— Source document —
========================
---
base_model: deepseek-ai/DeepSeek-R1-Distill-Llama-8B
tags:
- lora
- mlx
- fine-tuned
- multichain
- web3
- cross-chain
- defi
- wrapped-events
- purple-squirrel
- adapter
- deepseek-r1
- deepseek
- reasoning
- 8b
- apple-silicon
- local-inference
- blockchain
library_name: mlx
pipeline_tag: text-generation
license: mit
language:
- en
datasets:
- purplesquirrelnetworks/multichain-day-training
---

# Purple Squirrel R1 — Multichain LoRA Adapters

LoRA adapter weights for [Purple Squirrel R1 Multichain](https://huggingface.co/purplesquirrelnetworks/purple-squirrel-r1-multichain), fine-tuned on 58 conference sessions from [Wrapped Events](https://wrapped.events) covering cross-chain protocols, DeFi infrastructure, and Web3 technology.
========================
— Job A —
Reproduce the whole Purple Squirrel R1 adapter card, character for character.
========================
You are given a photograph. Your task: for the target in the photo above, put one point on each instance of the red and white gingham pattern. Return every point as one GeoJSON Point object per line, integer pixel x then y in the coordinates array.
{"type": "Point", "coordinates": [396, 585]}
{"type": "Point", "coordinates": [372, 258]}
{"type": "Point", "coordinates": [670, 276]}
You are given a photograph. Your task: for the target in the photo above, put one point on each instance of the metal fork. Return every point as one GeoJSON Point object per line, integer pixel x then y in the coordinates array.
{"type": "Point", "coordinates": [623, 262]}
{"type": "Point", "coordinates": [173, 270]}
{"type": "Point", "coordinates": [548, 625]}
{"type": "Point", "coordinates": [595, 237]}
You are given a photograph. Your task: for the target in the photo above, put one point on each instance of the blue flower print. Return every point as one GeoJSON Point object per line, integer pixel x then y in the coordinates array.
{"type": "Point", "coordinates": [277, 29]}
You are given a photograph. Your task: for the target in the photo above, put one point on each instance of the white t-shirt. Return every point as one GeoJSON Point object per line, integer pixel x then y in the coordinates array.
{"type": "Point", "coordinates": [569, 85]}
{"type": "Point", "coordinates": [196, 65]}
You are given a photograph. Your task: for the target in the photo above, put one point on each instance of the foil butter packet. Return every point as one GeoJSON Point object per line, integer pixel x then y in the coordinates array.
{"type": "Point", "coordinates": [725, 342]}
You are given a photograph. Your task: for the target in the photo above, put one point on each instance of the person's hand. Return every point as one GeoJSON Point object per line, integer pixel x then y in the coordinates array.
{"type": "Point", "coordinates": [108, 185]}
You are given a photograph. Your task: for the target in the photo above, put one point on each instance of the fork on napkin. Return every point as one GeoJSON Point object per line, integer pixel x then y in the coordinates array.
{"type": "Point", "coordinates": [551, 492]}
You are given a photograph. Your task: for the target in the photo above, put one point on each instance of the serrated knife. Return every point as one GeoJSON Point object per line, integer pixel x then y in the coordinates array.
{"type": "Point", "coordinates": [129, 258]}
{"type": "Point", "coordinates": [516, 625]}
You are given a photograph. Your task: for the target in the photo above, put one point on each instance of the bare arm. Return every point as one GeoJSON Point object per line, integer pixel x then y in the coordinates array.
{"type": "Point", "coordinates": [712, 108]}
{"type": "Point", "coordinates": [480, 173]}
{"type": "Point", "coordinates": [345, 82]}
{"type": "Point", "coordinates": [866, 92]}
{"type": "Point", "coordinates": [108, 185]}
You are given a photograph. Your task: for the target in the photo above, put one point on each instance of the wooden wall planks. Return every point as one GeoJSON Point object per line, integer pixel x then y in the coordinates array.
========================
— Job B —
Present the lines of the listing from the one containing "of the fork" through the end of the listing, inclusive, as a Markdown table with the columns Row and Line. Leave out any blank lines.

— Full response A —
---
base_model: deepseek-ai/DeepSeek-R1-Distill-Llama-8B
tags:
- lora
- mlx
- fine-tuned
- multichain
- web3
- cross-chain
- defi
- wrapped-events
- purple-squirrel
- adapter
- deepseek-r1
- deepseek
- reasoning
- 8b
- apple-silicon
- local-inference
- blockchain
library_name: mlx
pipeline_tag: text-generation
license: mit
language:
- en
datasets:
- purplesquirrelnetworks/multichain-day-training
---

# Purple Squirrel R1 — Multichain LoRA Adapters

LoRA adapter weights for [Purple Squirrel R1 Multichain](https://huggingface.co/purplesquirrelnetworks/purple-squirrel-r1-multichain), fine-tuned on 58 conference sessions from [Wrapped Events](https://wrapped.events) covering cross-chain protocols, DeFi infrastructure, and Web3 technology.

— Full response B —
| Row | Line |
|---|---|
| 1 | You are given a photograph. Your task: for the target in the photo above, put one point on each instance of the fork on napkin. Return every point as one GeoJSON Point object per line, integer pixel x then y in the coordinates array. |
| 2 | {"type": "Point", "coordinates": [551, 492]} |
| 3 | You are given a photograph. Your task: for the target in the photo above, put one point on each instance of the serrated knife. Return every point as one GeoJSON Point object per line, integer pixel x then y in the coordinates array. |
| 4 | {"type": "Point", "coordinates": [129, 258]} |
| 5 | {"type": "Point", "coordinates": [516, 625]} |
| 6 | You are given a photograph. Your task: for the target in the photo above, put one point on each instance of the bare arm. Return every point as one GeoJSON Point object per line, integer pixel x then y in the coordinates array. |
| 7 | {"type": "Point", "coordinates": [712, 108]} |
| 8 | {"type": "Point", "coordinates": [480, 173]} |
| 9 | {"type": "Point", "coordinates": [345, 82]} |
| 10 | {"type": "Point", "coordinates": [866, 92]} |
| 11 | {"type": "Point", "coordinates": [108, 185]} |
| 12 | You are given a photograph. Your task: for the target in the photo above, put one point on each instance of the wooden wall planks. Return every point as one GeoJSON Point object per line, integer pixel x then y in the coordinates array. |